Start THE RECORDS

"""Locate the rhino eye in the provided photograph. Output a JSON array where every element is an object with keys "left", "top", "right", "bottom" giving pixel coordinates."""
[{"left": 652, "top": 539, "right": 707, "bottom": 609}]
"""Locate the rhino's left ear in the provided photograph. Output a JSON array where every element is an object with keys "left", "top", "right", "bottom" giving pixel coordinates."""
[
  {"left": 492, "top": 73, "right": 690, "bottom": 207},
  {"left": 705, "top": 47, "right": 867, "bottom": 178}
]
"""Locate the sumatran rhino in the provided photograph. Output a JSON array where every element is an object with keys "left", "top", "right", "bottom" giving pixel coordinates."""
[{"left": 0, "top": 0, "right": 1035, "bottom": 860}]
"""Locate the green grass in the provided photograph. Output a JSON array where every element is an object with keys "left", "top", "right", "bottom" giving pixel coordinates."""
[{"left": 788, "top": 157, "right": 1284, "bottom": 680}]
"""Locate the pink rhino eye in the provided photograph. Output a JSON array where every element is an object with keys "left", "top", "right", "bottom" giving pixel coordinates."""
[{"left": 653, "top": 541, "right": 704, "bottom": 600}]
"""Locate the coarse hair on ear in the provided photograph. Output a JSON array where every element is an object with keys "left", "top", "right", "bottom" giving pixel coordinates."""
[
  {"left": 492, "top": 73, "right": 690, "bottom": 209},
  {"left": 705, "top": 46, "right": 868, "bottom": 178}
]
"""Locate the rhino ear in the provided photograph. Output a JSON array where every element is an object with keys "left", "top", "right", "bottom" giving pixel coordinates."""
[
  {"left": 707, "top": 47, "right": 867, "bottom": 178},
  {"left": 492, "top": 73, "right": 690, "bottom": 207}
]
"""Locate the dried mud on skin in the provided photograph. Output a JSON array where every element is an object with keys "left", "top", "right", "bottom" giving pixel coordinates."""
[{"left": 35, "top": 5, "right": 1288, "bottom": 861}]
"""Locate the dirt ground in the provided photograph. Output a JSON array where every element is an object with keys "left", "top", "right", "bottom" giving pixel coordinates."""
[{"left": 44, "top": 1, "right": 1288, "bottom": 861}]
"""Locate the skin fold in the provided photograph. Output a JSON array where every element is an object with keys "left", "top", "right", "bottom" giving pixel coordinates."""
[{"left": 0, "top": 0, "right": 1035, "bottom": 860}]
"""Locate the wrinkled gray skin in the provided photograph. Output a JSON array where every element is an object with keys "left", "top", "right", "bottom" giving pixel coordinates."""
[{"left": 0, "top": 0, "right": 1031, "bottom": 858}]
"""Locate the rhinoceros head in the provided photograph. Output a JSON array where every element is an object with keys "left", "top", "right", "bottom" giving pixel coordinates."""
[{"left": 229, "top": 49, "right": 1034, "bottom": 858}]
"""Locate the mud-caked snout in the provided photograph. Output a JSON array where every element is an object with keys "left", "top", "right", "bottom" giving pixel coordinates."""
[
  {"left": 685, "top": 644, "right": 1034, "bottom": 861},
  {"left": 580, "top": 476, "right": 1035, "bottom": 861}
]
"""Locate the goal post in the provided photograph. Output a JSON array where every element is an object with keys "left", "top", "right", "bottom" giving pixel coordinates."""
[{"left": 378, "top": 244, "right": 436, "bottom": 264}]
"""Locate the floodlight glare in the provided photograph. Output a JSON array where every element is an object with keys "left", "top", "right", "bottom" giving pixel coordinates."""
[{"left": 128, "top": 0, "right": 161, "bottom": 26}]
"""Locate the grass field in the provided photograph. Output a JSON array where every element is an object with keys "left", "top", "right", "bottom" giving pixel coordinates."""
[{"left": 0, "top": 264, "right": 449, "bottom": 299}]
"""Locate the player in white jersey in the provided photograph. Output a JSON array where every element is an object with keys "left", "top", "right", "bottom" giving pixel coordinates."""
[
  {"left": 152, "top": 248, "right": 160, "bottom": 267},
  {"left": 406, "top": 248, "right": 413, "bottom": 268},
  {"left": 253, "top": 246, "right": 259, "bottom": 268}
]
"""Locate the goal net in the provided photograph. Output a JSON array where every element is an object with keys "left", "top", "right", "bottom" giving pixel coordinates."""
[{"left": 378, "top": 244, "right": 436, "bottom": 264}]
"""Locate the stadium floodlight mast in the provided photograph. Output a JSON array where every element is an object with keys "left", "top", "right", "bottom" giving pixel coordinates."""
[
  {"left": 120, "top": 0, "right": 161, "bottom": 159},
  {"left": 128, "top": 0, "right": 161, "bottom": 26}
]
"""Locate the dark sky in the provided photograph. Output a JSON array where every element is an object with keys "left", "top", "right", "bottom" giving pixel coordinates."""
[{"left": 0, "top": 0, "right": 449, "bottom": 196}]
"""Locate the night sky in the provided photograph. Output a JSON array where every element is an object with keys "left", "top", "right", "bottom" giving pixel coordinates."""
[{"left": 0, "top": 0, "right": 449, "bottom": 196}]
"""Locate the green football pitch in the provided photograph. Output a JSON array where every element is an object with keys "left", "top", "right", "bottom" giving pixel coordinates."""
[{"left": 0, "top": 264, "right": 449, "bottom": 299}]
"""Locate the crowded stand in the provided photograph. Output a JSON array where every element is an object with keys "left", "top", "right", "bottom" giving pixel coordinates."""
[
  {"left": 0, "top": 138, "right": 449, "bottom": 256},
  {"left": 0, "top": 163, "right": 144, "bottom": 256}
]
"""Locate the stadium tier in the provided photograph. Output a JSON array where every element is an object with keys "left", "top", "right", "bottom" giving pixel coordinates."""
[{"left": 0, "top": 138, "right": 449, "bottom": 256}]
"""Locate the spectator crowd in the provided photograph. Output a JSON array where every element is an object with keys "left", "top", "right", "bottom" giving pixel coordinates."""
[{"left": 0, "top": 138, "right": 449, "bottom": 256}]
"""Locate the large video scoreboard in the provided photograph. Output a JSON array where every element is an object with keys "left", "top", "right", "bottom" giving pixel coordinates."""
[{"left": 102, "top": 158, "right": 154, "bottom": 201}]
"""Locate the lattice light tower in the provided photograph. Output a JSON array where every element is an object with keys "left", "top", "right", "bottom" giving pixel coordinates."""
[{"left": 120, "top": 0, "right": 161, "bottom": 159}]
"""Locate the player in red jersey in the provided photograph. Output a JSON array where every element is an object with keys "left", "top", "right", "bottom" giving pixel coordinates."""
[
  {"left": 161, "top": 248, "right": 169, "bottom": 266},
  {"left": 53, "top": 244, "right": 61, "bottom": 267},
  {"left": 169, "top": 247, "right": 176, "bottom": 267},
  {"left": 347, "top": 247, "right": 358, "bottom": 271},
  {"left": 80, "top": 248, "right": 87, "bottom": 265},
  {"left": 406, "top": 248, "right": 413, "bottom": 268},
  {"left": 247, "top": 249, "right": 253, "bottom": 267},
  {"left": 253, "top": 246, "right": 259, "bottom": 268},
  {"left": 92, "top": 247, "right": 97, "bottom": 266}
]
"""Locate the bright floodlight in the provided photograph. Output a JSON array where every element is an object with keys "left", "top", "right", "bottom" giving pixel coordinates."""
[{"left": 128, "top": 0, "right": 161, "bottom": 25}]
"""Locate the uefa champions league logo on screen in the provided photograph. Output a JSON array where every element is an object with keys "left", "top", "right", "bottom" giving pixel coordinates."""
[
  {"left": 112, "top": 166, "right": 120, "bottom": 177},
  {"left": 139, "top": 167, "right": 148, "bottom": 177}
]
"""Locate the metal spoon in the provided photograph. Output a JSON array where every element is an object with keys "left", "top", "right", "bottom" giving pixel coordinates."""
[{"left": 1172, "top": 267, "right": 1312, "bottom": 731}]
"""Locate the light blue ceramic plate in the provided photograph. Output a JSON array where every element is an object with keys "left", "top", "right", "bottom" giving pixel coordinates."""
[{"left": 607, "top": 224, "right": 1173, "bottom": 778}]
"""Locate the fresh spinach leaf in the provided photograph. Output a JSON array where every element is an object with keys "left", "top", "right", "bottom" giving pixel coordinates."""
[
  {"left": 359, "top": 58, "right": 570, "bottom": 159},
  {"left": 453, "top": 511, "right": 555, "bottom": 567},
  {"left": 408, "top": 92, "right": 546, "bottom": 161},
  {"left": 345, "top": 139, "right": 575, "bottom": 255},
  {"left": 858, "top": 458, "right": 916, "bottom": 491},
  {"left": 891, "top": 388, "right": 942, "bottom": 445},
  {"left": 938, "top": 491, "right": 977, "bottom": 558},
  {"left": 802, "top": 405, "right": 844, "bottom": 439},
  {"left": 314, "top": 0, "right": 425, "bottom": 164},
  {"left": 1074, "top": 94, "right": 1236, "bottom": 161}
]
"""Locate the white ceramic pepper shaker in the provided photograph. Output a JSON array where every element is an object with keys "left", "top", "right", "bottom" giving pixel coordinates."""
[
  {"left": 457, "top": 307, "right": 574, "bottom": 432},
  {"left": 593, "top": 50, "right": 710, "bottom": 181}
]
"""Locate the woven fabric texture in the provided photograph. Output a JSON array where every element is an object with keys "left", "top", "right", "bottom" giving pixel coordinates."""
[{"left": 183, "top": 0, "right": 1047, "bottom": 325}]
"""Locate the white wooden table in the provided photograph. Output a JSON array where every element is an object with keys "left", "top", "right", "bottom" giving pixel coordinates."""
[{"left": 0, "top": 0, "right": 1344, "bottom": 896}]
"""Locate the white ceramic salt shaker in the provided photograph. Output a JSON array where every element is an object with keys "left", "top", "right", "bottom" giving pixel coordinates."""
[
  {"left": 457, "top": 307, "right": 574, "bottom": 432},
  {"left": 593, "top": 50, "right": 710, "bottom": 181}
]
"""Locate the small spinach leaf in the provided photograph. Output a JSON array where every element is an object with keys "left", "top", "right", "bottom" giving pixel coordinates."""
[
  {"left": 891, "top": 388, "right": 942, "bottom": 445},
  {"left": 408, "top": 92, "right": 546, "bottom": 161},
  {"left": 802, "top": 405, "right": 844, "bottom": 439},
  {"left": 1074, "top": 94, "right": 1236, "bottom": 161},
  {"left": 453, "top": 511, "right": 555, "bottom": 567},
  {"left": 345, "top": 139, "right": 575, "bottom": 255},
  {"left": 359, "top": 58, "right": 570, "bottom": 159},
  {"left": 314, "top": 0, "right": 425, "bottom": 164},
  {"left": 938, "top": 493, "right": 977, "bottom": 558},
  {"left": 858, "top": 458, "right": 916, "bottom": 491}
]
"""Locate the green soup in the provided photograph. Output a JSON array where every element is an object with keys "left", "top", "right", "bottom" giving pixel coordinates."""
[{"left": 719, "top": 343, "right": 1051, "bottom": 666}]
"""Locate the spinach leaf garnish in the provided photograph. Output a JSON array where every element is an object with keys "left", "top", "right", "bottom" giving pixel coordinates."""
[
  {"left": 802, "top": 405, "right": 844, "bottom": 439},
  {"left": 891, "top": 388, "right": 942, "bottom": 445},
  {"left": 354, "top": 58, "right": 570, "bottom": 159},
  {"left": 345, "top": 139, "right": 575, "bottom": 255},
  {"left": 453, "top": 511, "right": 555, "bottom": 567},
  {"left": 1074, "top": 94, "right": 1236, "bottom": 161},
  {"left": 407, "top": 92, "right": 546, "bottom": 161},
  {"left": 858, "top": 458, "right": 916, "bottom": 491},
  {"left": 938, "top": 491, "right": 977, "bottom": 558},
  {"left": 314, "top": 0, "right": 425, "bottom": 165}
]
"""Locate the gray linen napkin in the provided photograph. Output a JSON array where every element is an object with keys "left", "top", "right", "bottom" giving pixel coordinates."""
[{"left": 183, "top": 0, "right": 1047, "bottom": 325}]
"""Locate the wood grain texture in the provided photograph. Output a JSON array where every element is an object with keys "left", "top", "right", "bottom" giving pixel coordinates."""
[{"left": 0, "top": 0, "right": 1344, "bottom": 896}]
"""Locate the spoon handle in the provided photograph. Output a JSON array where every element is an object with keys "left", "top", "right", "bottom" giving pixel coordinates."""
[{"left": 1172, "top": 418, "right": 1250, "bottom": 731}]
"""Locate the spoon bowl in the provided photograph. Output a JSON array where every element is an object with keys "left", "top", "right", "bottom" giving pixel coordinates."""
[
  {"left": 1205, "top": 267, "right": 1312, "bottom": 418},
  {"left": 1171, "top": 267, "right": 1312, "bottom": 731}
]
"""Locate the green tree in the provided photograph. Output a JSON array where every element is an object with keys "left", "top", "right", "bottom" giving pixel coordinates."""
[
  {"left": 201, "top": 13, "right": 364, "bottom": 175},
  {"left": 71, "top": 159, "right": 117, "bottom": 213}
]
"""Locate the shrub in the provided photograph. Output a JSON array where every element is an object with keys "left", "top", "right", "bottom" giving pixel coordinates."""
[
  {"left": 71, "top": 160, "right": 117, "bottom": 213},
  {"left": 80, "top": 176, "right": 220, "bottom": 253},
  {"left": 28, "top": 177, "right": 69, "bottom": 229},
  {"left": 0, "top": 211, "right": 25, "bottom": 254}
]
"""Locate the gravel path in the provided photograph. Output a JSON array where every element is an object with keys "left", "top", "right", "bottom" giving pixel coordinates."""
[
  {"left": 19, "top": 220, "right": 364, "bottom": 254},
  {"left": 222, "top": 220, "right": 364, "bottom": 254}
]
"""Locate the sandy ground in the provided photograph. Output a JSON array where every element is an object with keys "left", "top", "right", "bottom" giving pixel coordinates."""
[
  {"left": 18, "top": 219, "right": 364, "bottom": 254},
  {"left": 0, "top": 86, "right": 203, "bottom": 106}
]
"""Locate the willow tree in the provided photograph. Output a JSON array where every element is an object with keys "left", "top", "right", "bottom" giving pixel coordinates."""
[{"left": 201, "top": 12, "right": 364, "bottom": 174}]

End THE RECORDS

> **EXERCISE INSTRUCTIONS**:
Gather every line of the records that contains the word "stadium" and list those lines in their original order.

> **RESPONSE FOR THIS EXERCISE**:
"""Locate the stadium floodlight mast in the provided photograph. Output a JSON array where every element is an object with keys "left", "top", "right", "bottom" giving pixel coordinates."""
"""Locate the stadium tier in the provided photograph. Output a JSON array where every element is an object with keys "left", "top", "right", "bottom" giving pixel coordinates."""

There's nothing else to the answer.